The problem » Please edit these records by changing every "shopping cart" to "grocery cart" and keeping all other text the same.

_ _ _ _ _

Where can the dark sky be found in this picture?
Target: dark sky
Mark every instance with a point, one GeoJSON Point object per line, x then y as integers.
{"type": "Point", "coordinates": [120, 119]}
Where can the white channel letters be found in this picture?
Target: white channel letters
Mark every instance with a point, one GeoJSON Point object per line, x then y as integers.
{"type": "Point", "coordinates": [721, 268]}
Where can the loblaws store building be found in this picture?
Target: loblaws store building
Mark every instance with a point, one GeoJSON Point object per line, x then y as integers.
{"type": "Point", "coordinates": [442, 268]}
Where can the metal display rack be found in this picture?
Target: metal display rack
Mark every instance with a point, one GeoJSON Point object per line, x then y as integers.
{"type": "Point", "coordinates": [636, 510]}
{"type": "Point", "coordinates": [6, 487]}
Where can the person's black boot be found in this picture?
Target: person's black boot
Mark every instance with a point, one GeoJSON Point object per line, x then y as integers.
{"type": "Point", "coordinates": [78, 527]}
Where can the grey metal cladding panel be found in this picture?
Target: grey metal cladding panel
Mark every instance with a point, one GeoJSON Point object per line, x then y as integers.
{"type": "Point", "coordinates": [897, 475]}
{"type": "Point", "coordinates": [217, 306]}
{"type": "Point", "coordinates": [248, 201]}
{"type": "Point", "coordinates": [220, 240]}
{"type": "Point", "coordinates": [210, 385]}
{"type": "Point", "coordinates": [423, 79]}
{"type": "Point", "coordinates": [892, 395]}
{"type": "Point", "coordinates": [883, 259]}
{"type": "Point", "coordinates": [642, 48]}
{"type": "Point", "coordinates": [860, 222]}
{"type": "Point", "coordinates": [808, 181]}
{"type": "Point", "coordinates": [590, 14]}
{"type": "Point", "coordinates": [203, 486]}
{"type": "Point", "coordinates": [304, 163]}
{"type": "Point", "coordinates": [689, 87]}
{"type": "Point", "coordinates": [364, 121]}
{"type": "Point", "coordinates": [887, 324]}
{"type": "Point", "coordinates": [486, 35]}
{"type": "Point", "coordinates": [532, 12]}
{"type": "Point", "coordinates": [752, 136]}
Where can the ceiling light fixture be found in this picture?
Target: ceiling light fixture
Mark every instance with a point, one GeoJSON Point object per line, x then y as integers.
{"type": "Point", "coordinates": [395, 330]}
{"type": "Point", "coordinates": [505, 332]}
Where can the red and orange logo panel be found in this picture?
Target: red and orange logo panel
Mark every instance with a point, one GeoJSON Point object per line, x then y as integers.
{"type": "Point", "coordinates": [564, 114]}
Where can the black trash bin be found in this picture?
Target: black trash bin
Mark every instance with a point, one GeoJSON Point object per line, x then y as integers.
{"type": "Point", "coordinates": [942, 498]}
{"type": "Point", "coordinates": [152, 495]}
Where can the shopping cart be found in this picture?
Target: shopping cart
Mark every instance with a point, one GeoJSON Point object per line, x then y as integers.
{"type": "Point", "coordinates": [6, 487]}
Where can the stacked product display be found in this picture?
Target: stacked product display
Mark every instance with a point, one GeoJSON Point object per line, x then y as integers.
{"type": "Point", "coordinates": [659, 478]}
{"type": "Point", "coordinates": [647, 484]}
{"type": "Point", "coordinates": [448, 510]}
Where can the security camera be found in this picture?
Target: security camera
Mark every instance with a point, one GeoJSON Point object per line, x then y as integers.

_ _ _ _ _

Response below »
Where can the dark sky be found in this picture?
Target: dark sky
Mark every instance with a point, one GeoJSON Point object per line, x then y as integers.
{"type": "Point", "coordinates": [120, 119]}
Where can the white channel letters be found in this picture?
Target: white channel letters
Mark every instance with a point, one GeoJSON Point object per line, x then y as integers.
{"type": "Point", "coordinates": [721, 268]}
Where can the loblaws store building be found in this picture?
Target: loblaws store building
Mark every instance with a point, one GeoJSON Point object per line, x then y as integers.
{"type": "Point", "coordinates": [442, 268]}
Where can the metal display rack be found in this picture?
Target: metal display rack
Mark every instance with a point, one GeoJSON Point object per line, x then y as integers.
{"type": "Point", "coordinates": [636, 510]}
{"type": "Point", "coordinates": [6, 487]}
Where can the person's black boot be found in this picture?
Target: person's black boot
Mark every instance with a point, one GeoJSON Point object per line, x then y as integers.
{"type": "Point", "coordinates": [78, 527]}
Where can the grey metal cladding panel be found in this picture?
Target: grey metal cladding panel
Mark every instance with a point, one GeoJSON Point object per line, x then y as integers.
{"type": "Point", "coordinates": [897, 475]}
{"type": "Point", "coordinates": [217, 306]}
{"type": "Point", "coordinates": [248, 201]}
{"type": "Point", "coordinates": [220, 240]}
{"type": "Point", "coordinates": [210, 385]}
{"type": "Point", "coordinates": [423, 79]}
{"type": "Point", "coordinates": [892, 395]}
{"type": "Point", "coordinates": [883, 259]}
{"type": "Point", "coordinates": [642, 48]}
{"type": "Point", "coordinates": [860, 222]}
{"type": "Point", "coordinates": [808, 181]}
{"type": "Point", "coordinates": [590, 14]}
{"type": "Point", "coordinates": [203, 486]}
{"type": "Point", "coordinates": [304, 163]}
{"type": "Point", "coordinates": [689, 87]}
{"type": "Point", "coordinates": [364, 121]}
{"type": "Point", "coordinates": [887, 324]}
{"type": "Point", "coordinates": [486, 35]}
{"type": "Point", "coordinates": [532, 12]}
{"type": "Point", "coordinates": [752, 136]}
Where can the ceiling light fixture be found in this picture?
Target: ceiling light fixture
Mark every instance with a point, one GeoJSON Point object per line, x then y as integers.
{"type": "Point", "coordinates": [395, 330]}
{"type": "Point", "coordinates": [505, 332]}
Where can the red and orange logo panel be found in this picture?
Target: red and orange logo panel
Mark every instance with a point, one GeoJSON Point object per line, x then y as integers.
{"type": "Point", "coordinates": [564, 114]}
Where can the black trash bin be found in this picture?
Target: black trash bin
Mark every instance with a point, one GeoJSON Point object per line, x then y as integers.
{"type": "Point", "coordinates": [942, 498]}
{"type": "Point", "coordinates": [152, 495]}
Where can the grocery cart be found in this picture?
Target: grocery cart
Mark every instance with a point, one GeoJSON Point object per line, x then y as integers.
{"type": "Point", "coordinates": [6, 487]}
Where can the stacked product display be found in this picture?
Target: stacked product display
Mark every instance with a point, one GeoJSON Point object per line, x then y as integers.
{"type": "Point", "coordinates": [659, 478]}
{"type": "Point", "coordinates": [647, 484]}
{"type": "Point", "coordinates": [448, 510]}
Where can the security camera be found in this picture?
Target: security camera
Mark every instance with a point, one GeoJSON Point object per line, x then y as integers.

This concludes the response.